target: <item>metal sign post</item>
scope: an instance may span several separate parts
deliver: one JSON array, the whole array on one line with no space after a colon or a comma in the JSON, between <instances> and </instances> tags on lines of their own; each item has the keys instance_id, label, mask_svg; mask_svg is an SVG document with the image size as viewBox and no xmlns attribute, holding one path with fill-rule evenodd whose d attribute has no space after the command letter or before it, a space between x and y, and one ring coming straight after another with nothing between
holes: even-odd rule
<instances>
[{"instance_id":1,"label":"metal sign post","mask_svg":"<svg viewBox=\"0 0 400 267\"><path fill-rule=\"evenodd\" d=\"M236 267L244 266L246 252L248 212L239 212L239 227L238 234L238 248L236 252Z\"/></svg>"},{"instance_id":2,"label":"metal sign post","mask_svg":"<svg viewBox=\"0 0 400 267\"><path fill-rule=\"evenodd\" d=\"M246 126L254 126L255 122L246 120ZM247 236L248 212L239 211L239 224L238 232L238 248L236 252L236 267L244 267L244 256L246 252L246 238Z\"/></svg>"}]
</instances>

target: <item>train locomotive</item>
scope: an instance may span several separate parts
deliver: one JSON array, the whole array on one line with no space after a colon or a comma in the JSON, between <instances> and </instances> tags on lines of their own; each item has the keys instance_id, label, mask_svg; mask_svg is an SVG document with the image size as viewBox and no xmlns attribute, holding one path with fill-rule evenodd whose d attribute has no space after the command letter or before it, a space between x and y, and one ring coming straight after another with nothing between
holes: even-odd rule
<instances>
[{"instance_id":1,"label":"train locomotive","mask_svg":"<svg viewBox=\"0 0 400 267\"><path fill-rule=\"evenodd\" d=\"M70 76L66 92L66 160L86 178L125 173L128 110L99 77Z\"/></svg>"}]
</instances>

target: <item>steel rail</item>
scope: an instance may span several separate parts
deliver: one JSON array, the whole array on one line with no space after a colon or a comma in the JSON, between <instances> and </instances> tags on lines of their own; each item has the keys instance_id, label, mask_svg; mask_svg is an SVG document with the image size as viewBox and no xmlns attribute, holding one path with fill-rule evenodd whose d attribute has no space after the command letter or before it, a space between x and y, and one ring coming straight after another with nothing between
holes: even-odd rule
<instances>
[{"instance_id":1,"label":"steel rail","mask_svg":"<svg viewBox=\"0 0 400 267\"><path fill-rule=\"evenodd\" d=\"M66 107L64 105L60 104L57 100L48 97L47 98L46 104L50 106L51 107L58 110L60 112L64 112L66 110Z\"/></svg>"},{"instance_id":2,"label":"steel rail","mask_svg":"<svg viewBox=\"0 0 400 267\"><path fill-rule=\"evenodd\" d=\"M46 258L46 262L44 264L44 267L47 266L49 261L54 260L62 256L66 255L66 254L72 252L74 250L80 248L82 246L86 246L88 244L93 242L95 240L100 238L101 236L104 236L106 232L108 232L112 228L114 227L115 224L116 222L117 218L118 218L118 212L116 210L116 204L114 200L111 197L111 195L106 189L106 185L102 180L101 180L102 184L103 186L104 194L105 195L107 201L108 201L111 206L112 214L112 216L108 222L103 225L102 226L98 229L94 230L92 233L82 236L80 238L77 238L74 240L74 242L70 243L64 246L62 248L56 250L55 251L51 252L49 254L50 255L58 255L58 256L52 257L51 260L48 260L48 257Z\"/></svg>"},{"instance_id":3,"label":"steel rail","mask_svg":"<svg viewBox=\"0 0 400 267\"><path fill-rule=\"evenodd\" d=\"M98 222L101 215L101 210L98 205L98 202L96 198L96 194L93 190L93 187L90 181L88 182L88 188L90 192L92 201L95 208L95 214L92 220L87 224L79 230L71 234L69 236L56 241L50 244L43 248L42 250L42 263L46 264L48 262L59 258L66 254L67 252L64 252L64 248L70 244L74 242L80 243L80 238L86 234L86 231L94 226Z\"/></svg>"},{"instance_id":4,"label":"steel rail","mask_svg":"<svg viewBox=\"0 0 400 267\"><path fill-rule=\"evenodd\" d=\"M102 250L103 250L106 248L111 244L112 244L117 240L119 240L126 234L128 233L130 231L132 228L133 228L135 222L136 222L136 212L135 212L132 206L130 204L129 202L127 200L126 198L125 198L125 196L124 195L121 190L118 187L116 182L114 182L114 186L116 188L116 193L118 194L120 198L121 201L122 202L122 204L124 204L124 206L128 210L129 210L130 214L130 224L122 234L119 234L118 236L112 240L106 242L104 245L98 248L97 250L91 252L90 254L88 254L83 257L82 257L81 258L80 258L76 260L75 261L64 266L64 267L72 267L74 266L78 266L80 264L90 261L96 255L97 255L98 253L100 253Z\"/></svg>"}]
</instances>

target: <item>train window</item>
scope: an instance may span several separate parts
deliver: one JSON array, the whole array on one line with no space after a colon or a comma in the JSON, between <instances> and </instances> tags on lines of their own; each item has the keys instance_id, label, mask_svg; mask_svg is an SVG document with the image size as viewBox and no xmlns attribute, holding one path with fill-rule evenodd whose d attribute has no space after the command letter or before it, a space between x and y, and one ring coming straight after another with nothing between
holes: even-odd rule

=-=-=-=-=

*Given task*.
Could you write out all the rows above again, replacing every "several separate parts" with "multiple disconnected regions" and leaving everything else the same?

*Problem solution*.
target: <item>metal sign post</item>
scope: an instance may span multiple disconnected regions
deliver: one JSON array, the whole array on one line with no space after a colon or a comma in the JSON, between <instances> and </instances> tags on lines of their own; each item has the keys instance_id, label, mask_svg; mask_svg is an SVG document with the image size as viewBox and no xmlns attribute, holding one path with fill-rule evenodd whose d attribute has no space after the command letter or before it, a space between x and y, and one ring coming straight after another with nothing between
holes: even-odd rule
<instances>
[{"instance_id":1,"label":"metal sign post","mask_svg":"<svg viewBox=\"0 0 400 267\"><path fill-rule=\"evenodd\" d=\"M236 267L244 266L246 252L248 212L239 212L239 227L238 234L238 248L236 252Z\"/></svg>"},{"instance_id":2,"label":"metal sign post","mask_svg":"<svg viewBox=\"0 0 400 267\"><path fill-rule=\"evenodd\" d=\"M246 126L254 126L255 122L246 120ZM247 236L248 212L239 211L239 224L238 232L238 248L236 252L236 267L244 267L244 256L246 252L246 238Z\"/></svg>"}]
</instances>

target: <item>train locomotive</item>
scope: an instance may span multiple disconnected regions
deliver: one JSON array, the whole array on one line with no space after a colon or a comma in the JSON, between <instances> and </instances> tags on lines of their own; each item has the keys instance_id, label, mask_svg; mask_svg is an SVG document with the image size as viewBox and no xmlns attribute, holding one path with fill-rule evenodd whose d attribute has no space after the command letter or before it, a space between x and y, and one ring coming straight after another with nothing between
holes: even-odd rule
<instances>
[{"instance_id":1,"label":"train locomotive","mask_svg":"<svg viewBox=\"0 0 400 267\"><path fill-rule=\"evenodd\" d=\"M70 76L66 92L66 160L86 178L125 173L128 110L99 77Z\"/></svg>"}]
</instances>

target: <item>steel rail</item>
scope: an instance may span multiple disconnected regions
deliver: one JSON array, the whole array on one line with no space after a colon or a comma in the JSON, between <instances> and </instances> tags on lines of their own; each item has the keys instance_id, label, mask_svg; mask_svg is an SVG document with the image size as viewBox and no xmlns attribute, holding one path with fill-rule evenodd whose d attribute has no space after the command letter or before it, a space between x and y, and one ring coming straight after another with nothing between
holes: even-odd rule
<instances>
[{"instance_id":1,"label":"steel rail","mask_svg":"<svg viewBox=\"0 0 400 267\"><path fill-rule=\"evenodd\" d=\"M66 107L64 105L60 104L57 100L48 97L47 98L46 104L50 106L51 107L58 110L60 112L64 112L66 110Z\"/></svg>"},{"instance_id":2,"label":"steel rail","mask_svg":"<svg viewBox=\"0 0 400 267\"><path fill-rule=\"evenodd\" d=\"M46 258L46 262L44 264L44 267L47 266L49 261L54 260L62 256L66 255L66 254L72 252L74 250L80 248L82 246L86 246L88 244L93 242L95 240L100 238L101 236L104 236L106 232L108 232L112 228L114 227L115 224L116 222L117 218L118 218L118 212L116 210L116 204L114 200L111 197L111 195L106 189L106 185L102 180L101 180L102 184L103 186L104 194L105 195L107 201L108 201L111 206L112 214L112 216L108 222L103 225L102 226L98 229L94 230L92 233L82 236L80 238L77 238L74 240L74 242L70 243L64 246L62 248L56 250L55 251L51 252L49 254L50 255L58 255L58 256L52 257L51 260L48 260L48 257Z\"/></svg>"},{"instance_id":3,"label":"steel rail","mask_svg":"<svg viewBox=\"0 0 400 267\"><path fill-rule=\"evenodd\" d=\"M98 222L101 215L101 210L98 205L98 202L96 198L96 194L93 190L93 187L90 181L88 182L88 188L90 192L92 201L95 208L95 214L92 220L87 224L79 230L71 234L69 236L56 241L50 244L43 248L42 250L42 263L46 264L48 262L59 258L66 254L67 252L64 252L64 248L70 244L74 242L80 243L80 238L86 234L86 231L94 226Z\"/></svg>"},{"instance_id":4,"label":"steel rail","mask_svg":"<svg viewBox=\"0 0 400 267\"><path fill-rule=\"evenodd\" d=\"M102 250L103 250L106 248L111 244L112 244L117 240L119 240L126 234L128 233L130 231L132 228L133 228L135 222L136 222L136 212L135 212L132 206L130 204L129 202L127 200L126 198L125 198L125 196L124 195L121 190L118 187L116 182L114 182L114 186L116 188L116 193L118 194L120 198L121 201L122 202L122 204L124 204L124 206L128 210L129 210L130 214L130 224L122 234L119 234L118 236L112 240L106 242L104 245L98 248L97 250L91 252L90 254L88 254L83 257L82 257L81 258L80 258L76 260L75 261L64 266L64 267L72 267L74 266L78 266L80 264L90 261L96 255L97 255L98 253L100 253Z\"/></svg>"}]
</instances>

target: <item>train window</item>
scope: an instance may span multiple disconnected regions
deliver: one JSON array, the whole array on one line with no space after a colon or a comma in the JSON, between <instances> and </instances> tags on lines of their own; each item has the keys instance_id, label, mask_svg; mask_svg is an SVG document with the image size as viewBox and no xmlns attribute, holding one path with fill-rule evenodd whose d attribute has no space after the command letter or before it, a space between x and y, and one ring coming straight after another with nothing between
holes: even-odd rule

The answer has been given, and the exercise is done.